• **GOAL 1**: In the variational autoencoder post, why does the writer conclude that the encoder is working well and that the problem lies in the decoder?
• **GOAL 2**: Continue the variational autoencoder post from the point where it stops.

• **EXCERPT PROVIDED**:
---+---

I’ve included my code below. I can say that I have verified a couple things about my implementation after seeing people having similar issues. I’m pretty sure all my gradients are updating. I also checked to see where this pattern is coming from and it seems like the encoder part is doing its job really well i.e. it outputs different encodings for different images. For some reason, the decoder just interprets these different encodings to very similar output images.
Any kind of suggestion would be much appreciated, and I am ready to supply any kind of debugging information you might request. Thank you in advance
Encoder
class VariationalEncoder(nn.Module):
def __init__(self, latent_dimensions):
super().__init__()
self.model = nn.Sequential(
nn.Conv2d(1, 8, 3, stride=2, padding=1),
nn.ReLU(),
nn.Conv2d(8, 16, 3, stride=2, padding=1),
nn.BatchNorm2d(16),
nn.ReLU(),
nn.Conv2d(16,32,3, stride=2, padding=0),
nn.ReLU(),
nn.Flatten(start_dim=1),
nn.Linear(3 * 3 * 32, 128),
nn.ReLU(),
)
self.linear1 = nn.Linear(128, latent_dimensions)
self.linear2 = nn.Linear(128, latent_dimensions)
self.N = torch.distributions.Normal(0, 1)
self.KLDivergence = 0
def forward(self, x):
out = self.model(x)
mean = self.linear1(out)
stddev = torch.exp(self.linear2(out))
# mu = self.linear2(x)
# sigma = torch.exp(self.linear3(x))
# z = mu + sigma*self.N.sample(mu.shape)
# self.kl = (sigma**2 + mu**2 - torch.log(sigma) - 1/2).sum()
z = mean + stddev * self.N.sample(stddev.shape)
self.KLDivergence = (stddev**2 + mean**2 - torch.log(stddev) - 1/2).sum()
return z
Decoder
class Decoder(nn.Module):
def __init__(self, latent_dimensions):
super().__init__()
self.decoder_lin = nn.Sequential(
nn.Linear(latent_dimensions, 128),
nn.ReLU(True),
nn.Linear(128, 3 * 3 * 32),
nn.ReLU(True),
)
self.unflatten = nn.Unflatten(dim=1, unflattened_size=(32, 3, 3))

---+---

• **INFORMATION SUPPLIED**:
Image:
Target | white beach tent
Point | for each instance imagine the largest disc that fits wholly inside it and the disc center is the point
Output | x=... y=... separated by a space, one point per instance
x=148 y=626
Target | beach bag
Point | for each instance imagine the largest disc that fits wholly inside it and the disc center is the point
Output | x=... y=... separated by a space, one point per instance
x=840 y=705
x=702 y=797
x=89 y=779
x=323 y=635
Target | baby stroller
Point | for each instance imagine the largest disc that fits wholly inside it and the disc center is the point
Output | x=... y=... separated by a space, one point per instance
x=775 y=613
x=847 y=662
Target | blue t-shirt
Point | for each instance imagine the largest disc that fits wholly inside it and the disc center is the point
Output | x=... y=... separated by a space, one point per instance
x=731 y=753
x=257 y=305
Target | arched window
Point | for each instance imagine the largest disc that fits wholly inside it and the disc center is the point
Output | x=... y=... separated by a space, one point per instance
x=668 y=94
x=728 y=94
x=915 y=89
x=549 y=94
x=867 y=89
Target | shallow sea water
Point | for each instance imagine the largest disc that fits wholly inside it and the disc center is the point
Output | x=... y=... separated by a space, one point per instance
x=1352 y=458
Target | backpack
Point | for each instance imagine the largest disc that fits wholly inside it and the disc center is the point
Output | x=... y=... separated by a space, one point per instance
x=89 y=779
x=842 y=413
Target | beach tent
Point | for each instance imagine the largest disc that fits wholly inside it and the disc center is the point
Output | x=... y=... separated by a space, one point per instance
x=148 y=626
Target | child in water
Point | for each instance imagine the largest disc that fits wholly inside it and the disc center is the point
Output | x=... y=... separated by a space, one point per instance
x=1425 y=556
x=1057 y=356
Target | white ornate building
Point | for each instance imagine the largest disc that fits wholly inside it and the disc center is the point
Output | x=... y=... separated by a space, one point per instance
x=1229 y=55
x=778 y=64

---+---

• **OUTPUT 1**: The writer checked where the pattern comes from and found that the encoder outputs different encodings for different images. Yet the decoder turns those different encodings into very similar output images.

• **OUTPUT 2**:
self.decoder_conv = nn.Sequential(
nn.ConvTranspose2d(32, 16, 3, stride=2, output_padding=0),
nn.BatchNorm2d(16),
nn.ReLU(True),
nn.ConvTranspose2d(16, 8, 3, stride=2, padding=1, output_padding=1),
nn.BatchNorm2d(8),
nn.ReLU(True),
nn.ConvTranspose2d(8, 1, 3, stride=2, padding=1, output_padding=1),
)
def forward(self, x):
x = self.decoder_lin(x)
x = self.unflatten(x)
x = self.decoder_conv(x)
x = torch.sigmoid(x)
return x
Parent Class
class VariationalAutoEncoder(nn.Module):
def __init__(self, latent_dimensions):
super().__init__()
self.encoder = VariationalEncoder(latent_dimensions)
self.decoder = Decoder(latent_dimensions)
# set default floating point data type to float64
torch.set_default_dtype(torch.float64)
def forward(self, x):
z = self.encoder(x)
return self.decoder(z)
Training Loop
def train_epoch(vae, dataloader, optimizer):
# Set train mode
vae.train()
vae.encoder.train()
vae.decoder.train()
train_loss = 0.0
# set_trace()
for x in tqdm(dataloader):
# Get model output
optimizer.zero_grad()
# x = torch.from_numpy(x)
x_hat = vae(x)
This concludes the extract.